Write the data out again in full, with no departure from the original.

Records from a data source
....................

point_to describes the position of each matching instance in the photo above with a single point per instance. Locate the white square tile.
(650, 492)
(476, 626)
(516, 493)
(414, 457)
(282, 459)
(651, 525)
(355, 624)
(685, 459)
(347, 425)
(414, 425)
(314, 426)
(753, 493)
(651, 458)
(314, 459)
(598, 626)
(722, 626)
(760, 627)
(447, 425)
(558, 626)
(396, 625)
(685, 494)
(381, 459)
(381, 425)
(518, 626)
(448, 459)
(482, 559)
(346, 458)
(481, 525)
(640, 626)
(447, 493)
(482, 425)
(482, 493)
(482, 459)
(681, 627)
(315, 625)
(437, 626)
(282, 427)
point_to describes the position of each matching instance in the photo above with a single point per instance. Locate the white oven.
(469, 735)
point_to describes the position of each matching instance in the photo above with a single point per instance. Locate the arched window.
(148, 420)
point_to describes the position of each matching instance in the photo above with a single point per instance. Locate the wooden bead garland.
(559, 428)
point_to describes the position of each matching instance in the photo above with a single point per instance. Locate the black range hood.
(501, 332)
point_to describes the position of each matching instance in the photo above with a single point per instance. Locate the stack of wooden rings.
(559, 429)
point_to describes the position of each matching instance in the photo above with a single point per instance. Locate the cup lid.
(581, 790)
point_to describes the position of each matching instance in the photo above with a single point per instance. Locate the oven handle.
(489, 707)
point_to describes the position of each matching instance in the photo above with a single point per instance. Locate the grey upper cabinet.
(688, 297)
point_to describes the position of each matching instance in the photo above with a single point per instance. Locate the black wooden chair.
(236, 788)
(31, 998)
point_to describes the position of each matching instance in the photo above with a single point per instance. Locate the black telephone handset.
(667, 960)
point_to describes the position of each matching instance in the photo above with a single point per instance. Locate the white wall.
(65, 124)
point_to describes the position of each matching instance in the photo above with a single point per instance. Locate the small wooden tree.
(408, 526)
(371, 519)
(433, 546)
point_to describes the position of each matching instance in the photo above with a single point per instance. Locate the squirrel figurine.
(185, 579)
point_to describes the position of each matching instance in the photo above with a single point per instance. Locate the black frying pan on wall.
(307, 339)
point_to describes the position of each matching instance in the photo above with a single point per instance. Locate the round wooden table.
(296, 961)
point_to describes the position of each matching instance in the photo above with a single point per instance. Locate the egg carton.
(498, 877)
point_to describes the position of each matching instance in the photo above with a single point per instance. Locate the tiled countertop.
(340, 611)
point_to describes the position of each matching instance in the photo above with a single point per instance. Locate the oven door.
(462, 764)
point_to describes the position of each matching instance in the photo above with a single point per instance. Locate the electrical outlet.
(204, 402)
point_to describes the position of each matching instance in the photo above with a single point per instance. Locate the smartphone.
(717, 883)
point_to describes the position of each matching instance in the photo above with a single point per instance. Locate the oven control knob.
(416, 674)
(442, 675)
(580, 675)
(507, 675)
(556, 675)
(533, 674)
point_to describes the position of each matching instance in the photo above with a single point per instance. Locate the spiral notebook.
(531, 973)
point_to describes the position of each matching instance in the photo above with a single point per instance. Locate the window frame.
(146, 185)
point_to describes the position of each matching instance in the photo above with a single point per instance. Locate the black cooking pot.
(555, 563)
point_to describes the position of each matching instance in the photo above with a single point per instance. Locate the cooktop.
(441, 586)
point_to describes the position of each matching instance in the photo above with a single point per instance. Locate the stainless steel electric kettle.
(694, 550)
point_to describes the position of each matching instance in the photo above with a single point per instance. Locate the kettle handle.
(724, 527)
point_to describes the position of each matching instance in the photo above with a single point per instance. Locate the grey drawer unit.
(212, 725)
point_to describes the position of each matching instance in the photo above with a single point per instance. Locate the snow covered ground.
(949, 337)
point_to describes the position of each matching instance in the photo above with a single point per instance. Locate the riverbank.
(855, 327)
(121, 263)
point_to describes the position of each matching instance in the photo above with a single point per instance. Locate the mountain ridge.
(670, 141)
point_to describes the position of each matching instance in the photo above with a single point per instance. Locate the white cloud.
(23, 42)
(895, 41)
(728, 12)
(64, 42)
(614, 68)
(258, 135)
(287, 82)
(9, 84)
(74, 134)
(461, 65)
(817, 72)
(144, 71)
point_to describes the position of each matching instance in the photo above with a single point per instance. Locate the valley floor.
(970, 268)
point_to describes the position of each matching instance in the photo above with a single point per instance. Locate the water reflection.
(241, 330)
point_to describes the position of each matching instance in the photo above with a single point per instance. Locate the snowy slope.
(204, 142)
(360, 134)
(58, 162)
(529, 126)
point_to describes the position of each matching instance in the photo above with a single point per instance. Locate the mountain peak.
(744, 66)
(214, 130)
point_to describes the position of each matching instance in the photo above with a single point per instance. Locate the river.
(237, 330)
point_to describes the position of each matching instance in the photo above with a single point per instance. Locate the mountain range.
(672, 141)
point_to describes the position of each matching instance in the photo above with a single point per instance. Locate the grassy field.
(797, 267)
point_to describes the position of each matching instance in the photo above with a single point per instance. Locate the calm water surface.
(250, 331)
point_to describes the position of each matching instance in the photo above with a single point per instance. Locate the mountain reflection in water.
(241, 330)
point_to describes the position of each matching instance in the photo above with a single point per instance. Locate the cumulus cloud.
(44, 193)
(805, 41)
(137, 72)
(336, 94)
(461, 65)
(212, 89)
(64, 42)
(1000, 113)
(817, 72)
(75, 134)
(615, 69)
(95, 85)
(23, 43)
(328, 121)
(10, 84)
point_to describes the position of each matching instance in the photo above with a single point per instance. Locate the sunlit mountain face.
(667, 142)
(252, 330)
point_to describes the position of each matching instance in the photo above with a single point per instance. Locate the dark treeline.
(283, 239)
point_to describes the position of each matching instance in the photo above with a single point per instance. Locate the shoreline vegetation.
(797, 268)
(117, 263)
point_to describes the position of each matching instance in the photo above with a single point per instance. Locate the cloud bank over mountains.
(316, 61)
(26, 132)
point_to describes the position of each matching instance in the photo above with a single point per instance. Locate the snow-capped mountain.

....................

COMPLETE ANSWER
point_to describes the position of each matching instance in the photo above with a single point per instance. Locate the white square tile.
(650, 492)
(476, 626)
(516, 493)
(414, 457)
(282, 459)
(651, 525)
(355, 624)
(685, 459)
(347, 425)
(414, 425)
(314, 426)
(753, 493)
(651, 458)
(314, 459)
(598, 626)
(722, 626)
(760, 627)
(447, 425)
(558, 626)
(396, 625)
(685, 494)
(381, 459)
(381, 425)
(518, 626)
(448, 459)
(482, 559)
(346, 458)
(481, 525)
(640, 626)
(447, 493)
(482, 425)
(482, 493)
(482, 459)
(681, 627)
(315, 625)
(437, 626)
(282, 427)
point_to describes the position of each matching instance in the photo above with a single point per instance. Locate the white oven.
(469, 735)
point_to describes the position of each matching instance in the photo above with a single point per instance. Locate the arched window.
(148, 420)
point_to describes the position of each matching instance in the photo above with a single point per instance. Locate the wooden bead garland.
(559, 428)
point_to describes the position of each matching instance in the photo above with a single point per instance. Locate the black range hood.
(501, 332)
point_to describes the position of each matching instance in the photo above with a single point per instance. Locate the stack of wooden rings.
(559, 429)
point_to describes the position of each matching instance in the photo above with a single point per instance. Locate the cup lid.
(581, 790)
point_to describes the position of each matching instance in the photo above with a single point per instance. Locate the oven handle.
(489, 707)
point_to describes the position of each matching instance in the photo above with a single point per instance. Locate the grey upper cabinet.
(688, 297)
point_to describes the position of each matching instance in the photo above with a single point per instance. Locate the black wooden chair.
(236, 788)
(31, 998)
point_to describes the position of each matching instance in the photo above with a single point per instance. Locate the black telephone handset.
(667, 960)
point_to describes the position of each matching instance in the photo above with a single point per instance. Locate the white wall.
(65, 124)
point_to describes the position of each matching instance in the photo above with a single point per instance. Locate the small wooden tree.
(408, 526)
(371, 519)
(433, 546)
point_to describes the position of each matching instance in the photo above with a single point per instance. Locate the squirrel figurine.
(185, 579)
point_to describes the position of each matching instance in the photo above with a single point per instance. Locate the black frying pan on wall.
(307, 339)
point_to describes the position of each matching instance in the photo above with a single point per instance. Locate the round wooden table.
(296, 961)
point_to describes the position of each matching instance in the photo above with a single point per instance. Locate the egg carton.
(498, 877)
point_to describes the position of each matching instance in the photo above with a single point per instance. Locate the tiled countertop.
(340, 611)
point_to describes the position of each matching instance in the photo above with a single point per instance. Locate the oven door.
(462, 764)
point_to describes the position of each matching instance in the photo above with a single point per instance. Locate the electrical outlet.
(204, 402)
point_to describes the position of each matching instance in the photo above with a single point per instance. Locate the smartphone.
(717, 883)
point_to describes the position of each matching instance in the photo above with a single point per instance. Locate the oven control knob.
(416, 674)
(442, 675)
(580, 675)
(507, 675)
(556, 675)
(533, 674)
point_to describes the position of each matching instance in the photo above with a single point per instance. Locate the spiral notebook.
(531, 973)
point_to describes the position of each matching instance in the photo above with a single point per instance. Locate the window frame.
(146, 185)
point_to describes the position of each matching instance in the photo above with a single point per instance. Locate the black cooking pot.
(555, 563)
point_to describes the position of each matching instance in the photo above with a single point per instance. Locate the cooktop.
(441, 586)
point_to describes the position of each matching instance in the photo above with a single point per instance. Locate the stainless steel electric kettle.
(694, 550)
point_to describes the position of each matching instance in the photo above with a single point per instance. Locate the kettle handle.
(724, 527)
point_to describes the position of each matching instance in the photo above with a single point per instance. Locate the grey drawer unit.
(212, 725)
point_to describes the position of each matching instance in the photo above with a single point per instance. Locate the snow covered ground.
(949, 337)
point_to describes the position of each matching instance in the photo above with a single point per instance. Locate the riverbank.
(855, 327)
(121, 263)
point_to describes the position of each matching instance in the photo above with a single point per instance. Locate the mountain ridge.
(670, 141)
point_to describes the position of each matching instance in the photo above with a single point per instance. Locate the white cloud.
(23, 42)
(895, 41)
(728, 12)
(64, 42)
(614, 68)
(258, 135)
(287, 82)
(9, 84)
(74, 134)
(461, 65)
(817, 72)
(144, 71)
point_to describes the position of each matching instance in the photo above with a single point per instance. Locate the valley floor.
(970, 268)
point_to describes the position of each matching instance in the photo above with a single point per instance. Locate the water reflection.
(241, 330)
point_to describes the position of each matching instance in the photo above with a single point per instance. Locate the snowy slope.
(204, 142)
(360, 134)
(58, 162)
(529, 126)
point_to describes the position of each matching instance in the photo above with a single point per instance. Locate the mountain peak.
(744, 66)
(214, 130)
point_to describes the position of each matching instance in the photo above with a single point per instance. Locate the river.
(237, 330)
point_to describes the position of each matching instance in the photo above with a single point per instance. Locate the mountain range.
(672, 141)
point_to describes the position of each matching instance in the photo above with a single point per instance. Locate the grassy field.
(797, 267)
point_to describes the position of each matching instance in the photo above with a single point per instance. Locate the calm water surface.
(250, 331)
point_to describes the position of each matching instance in the photo above with a single point per instance. Locate the mountain reflection in water.
(241, 330)
point_to describes the position of each matching instance in the photo above with a single point per instance. Locate the cumulus cloud.
(44, 193)
(805, 41)
(137, 72)
(336, 94)
(461, 65)
(212, 89)
(64, 42)
(1000, 113)
(817, 72)
(75, 134)
(615, 69)
(95, 85)
(23, 43)
(328, 121)
(10, 84)
point_to describes the position of each matching instance in the photo above with a single point per instance. Locate the sunlit mountain face.
(667, 142)
(252, 330)
point_to describes the position of each matching instance in the photo above with a single point per instance. Locate the dark treeline.
(283, 239)
point_to describes the position of each matching instance in the photo above with a single point per instance. Locate the shoreline vegetation.
(797, 268)
(117, 263)
point_to describes the position of each matching instance in the photo above with a single point per instance. Locate the cloud bank over mountains.
(316, 61)
(26, 132)
point_to describes the position of each matching instance in the photo above with a single point per instance. Locate the snow-capped mountain.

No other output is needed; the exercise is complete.